# Trecho do documento
Ao final da história, existe uma nota da autora que acho importante todos lerem. Uma coisa que ela fala é que esse, não era o livro que ela queria escrever, mas sim o livro que tinha que escrever. E que ela não esperava que esse fosse o livro que queríamos ler, mas que fosse a história que tínhamos que ler. Obrigada Ashley, essa é a história que eu tinha que ler. Hannah e Mara também me mostraram que existe esperança, apesar de tudo!
“Tem esse peso, de ter sido responsável, de… meu Deus, sei lá. De simplesmente existir. Como se, de alguma maneira, se eu tivesse simplesmente parado de respirar em um dado momento, teria sido melhor para todo mundo.”
A capa de “Menina Feita de Estrelas” é muito bonita e representa muito a história, afinal temos uma garota em um telhado, com estrelas brilhando atrás dela. Apesar disso, a capa original, que está no site da autora, é perfeita. Sem defeito nenhum.
Ashley Herring Blake é leitora, escritora e mãe de dois garotinhos. Ela possui cinco livros e quero dizer para a Plataforma 21 que eu quero ler mais coisas da autora, então podem continuar trazendo livros dela para o Brasil. Ashley também trabalha como agente literária, por isso, no site dela tem uma parte dizendo o que ela está querendo receber e não, além de ter um link para quem quiser enviar o manuscrito. “Menina feita de estrelas” foi finalista do Lambda Literary Award. Uma premiação que foi instituída em 1998 e premia obras com a temática LGBTQIA+.

# Extrato de dados
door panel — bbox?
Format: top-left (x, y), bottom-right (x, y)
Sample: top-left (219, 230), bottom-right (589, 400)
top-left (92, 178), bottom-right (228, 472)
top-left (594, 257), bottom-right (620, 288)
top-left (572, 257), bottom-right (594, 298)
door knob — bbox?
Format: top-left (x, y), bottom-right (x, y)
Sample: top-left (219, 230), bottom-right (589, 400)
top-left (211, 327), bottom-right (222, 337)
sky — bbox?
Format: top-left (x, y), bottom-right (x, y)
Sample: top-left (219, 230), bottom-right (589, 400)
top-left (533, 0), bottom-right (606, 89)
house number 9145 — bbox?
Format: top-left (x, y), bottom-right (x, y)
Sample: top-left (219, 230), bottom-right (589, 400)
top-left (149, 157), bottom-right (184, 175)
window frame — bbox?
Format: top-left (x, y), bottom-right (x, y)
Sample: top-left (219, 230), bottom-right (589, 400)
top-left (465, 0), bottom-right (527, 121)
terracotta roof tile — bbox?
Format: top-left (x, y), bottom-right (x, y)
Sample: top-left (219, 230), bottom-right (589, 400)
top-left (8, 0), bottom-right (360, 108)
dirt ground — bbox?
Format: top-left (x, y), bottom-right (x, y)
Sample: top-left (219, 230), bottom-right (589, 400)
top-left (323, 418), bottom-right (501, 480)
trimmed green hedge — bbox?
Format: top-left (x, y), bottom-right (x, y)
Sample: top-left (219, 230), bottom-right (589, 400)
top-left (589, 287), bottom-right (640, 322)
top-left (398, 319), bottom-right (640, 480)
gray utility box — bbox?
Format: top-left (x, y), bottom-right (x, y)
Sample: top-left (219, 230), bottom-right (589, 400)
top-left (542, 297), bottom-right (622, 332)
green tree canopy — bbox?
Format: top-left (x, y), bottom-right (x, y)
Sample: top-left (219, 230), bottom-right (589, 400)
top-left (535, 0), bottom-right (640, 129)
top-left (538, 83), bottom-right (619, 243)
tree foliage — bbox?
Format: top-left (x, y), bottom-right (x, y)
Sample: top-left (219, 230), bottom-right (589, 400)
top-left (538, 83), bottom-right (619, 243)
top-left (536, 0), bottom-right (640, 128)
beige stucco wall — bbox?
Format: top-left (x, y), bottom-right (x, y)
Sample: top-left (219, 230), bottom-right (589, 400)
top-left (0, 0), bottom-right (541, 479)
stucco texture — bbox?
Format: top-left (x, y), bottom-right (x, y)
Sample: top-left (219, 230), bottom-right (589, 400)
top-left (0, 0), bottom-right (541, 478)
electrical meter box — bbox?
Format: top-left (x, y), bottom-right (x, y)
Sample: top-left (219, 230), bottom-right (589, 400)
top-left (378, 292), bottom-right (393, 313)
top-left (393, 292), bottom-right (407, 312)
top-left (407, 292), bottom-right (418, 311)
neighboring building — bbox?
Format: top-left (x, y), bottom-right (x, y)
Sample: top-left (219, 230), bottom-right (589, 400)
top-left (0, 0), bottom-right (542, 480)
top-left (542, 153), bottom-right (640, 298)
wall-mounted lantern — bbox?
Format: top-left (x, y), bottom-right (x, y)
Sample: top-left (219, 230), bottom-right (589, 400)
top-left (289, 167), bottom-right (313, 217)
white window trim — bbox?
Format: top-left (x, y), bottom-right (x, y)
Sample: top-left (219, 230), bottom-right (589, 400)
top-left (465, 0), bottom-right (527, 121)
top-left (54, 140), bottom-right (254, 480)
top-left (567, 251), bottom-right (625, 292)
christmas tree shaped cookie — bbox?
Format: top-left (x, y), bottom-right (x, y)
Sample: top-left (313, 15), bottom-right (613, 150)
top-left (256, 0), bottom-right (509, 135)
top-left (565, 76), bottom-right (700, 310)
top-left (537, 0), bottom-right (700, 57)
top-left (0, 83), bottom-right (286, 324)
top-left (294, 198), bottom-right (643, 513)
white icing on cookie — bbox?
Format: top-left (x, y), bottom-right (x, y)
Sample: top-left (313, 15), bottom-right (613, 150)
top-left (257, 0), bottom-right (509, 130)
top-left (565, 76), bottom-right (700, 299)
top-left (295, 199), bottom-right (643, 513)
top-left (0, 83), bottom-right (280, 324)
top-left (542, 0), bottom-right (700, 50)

# O que se pede
[a] Reescreva em forma de lista o parágrafo do trecho sobre o livro “Menina Feita de Estrelas” que começa com “Ashley Herring Blake é leitora”, mantendo suas informações principais.
[b] Segundo o trecho sobre o livro “Menina Feita de Estrelas”, o que aparece na capa da edição mencionada?
[c] Prossiga com o trecho sobre o livro “Menina Feita de Estrelas” a partir do ponto em que ele termina.
As linhas apresentadas foram extraídas de outra fonte.

# Respostas do exercício
[a]
- Ashley Herring Blake é leitora, escritora e mãe de dois garotinhos.
- Possui cinco livros.
- O texto pede à Plataforma 21 que continue trazendo livros dela para o Brasil.
- Também trabalha como agente literária. Em seu site, indica o que deseja ou não receber e oferece um link para o envio de manuscritos.
- “Menina feita de estrelas” foi finalista do Lambda Literary Award, premiação instituída em 1998 que premia obras com temática LGBTQIA+.

[b] Uma garota em um telhado, com estrelas brilhando atrás dela.

[c]
Ao final do livro, eu tinha mais quotes do que espaço na resenha, então resolvi deixar alguns aqui no final:
“- Você sabe que tenho muito orgulho de você. Só uma pessoa muito corajosa é capaz de desafiar a misoginia institucionalizada do sistema patriarcal.”
“Ela não procura os gêmeos. Em vez disso, busca por Andrômeda, uma menina feita de estrelas, cuja mãe não parava de falar da beleza da filha, e por isso a filha foi punida. Poseidon mandou prendê-la nas rochas à beira do mar, para ser devorada por um monstro. E agora ela mora no céu, uma lembrança constante do tempo em que ficou acorrentada e quase foi sacrificada por causa das atitudes de outra pessoa, da obsessão de outra pessoa, do egoísmo de outra pessoa.”
“Pisco, tentando encaixar essa mulher que está na minha frente com a mulher que, ontem mesmo, ficou com um brilho nos olhos só de pensar que o Empodera sambaria na cara do patriarcado.”
“É uma coisa tão pequena, a saia. Para outras meninas, poderia ser maquiagem ou um esporte ou transar ou não transar ou escrever ou músicas ou arrasar nas notas ou ter o cabelo tão bagunçado quanto os raios do Sol. Acho que toda menina tem uma ou duas coisas, detalhes minúsculos da sua vida que querem dizer “Eu sou assim. Cansei de me esconder. Cansei de sentir vergonha.’”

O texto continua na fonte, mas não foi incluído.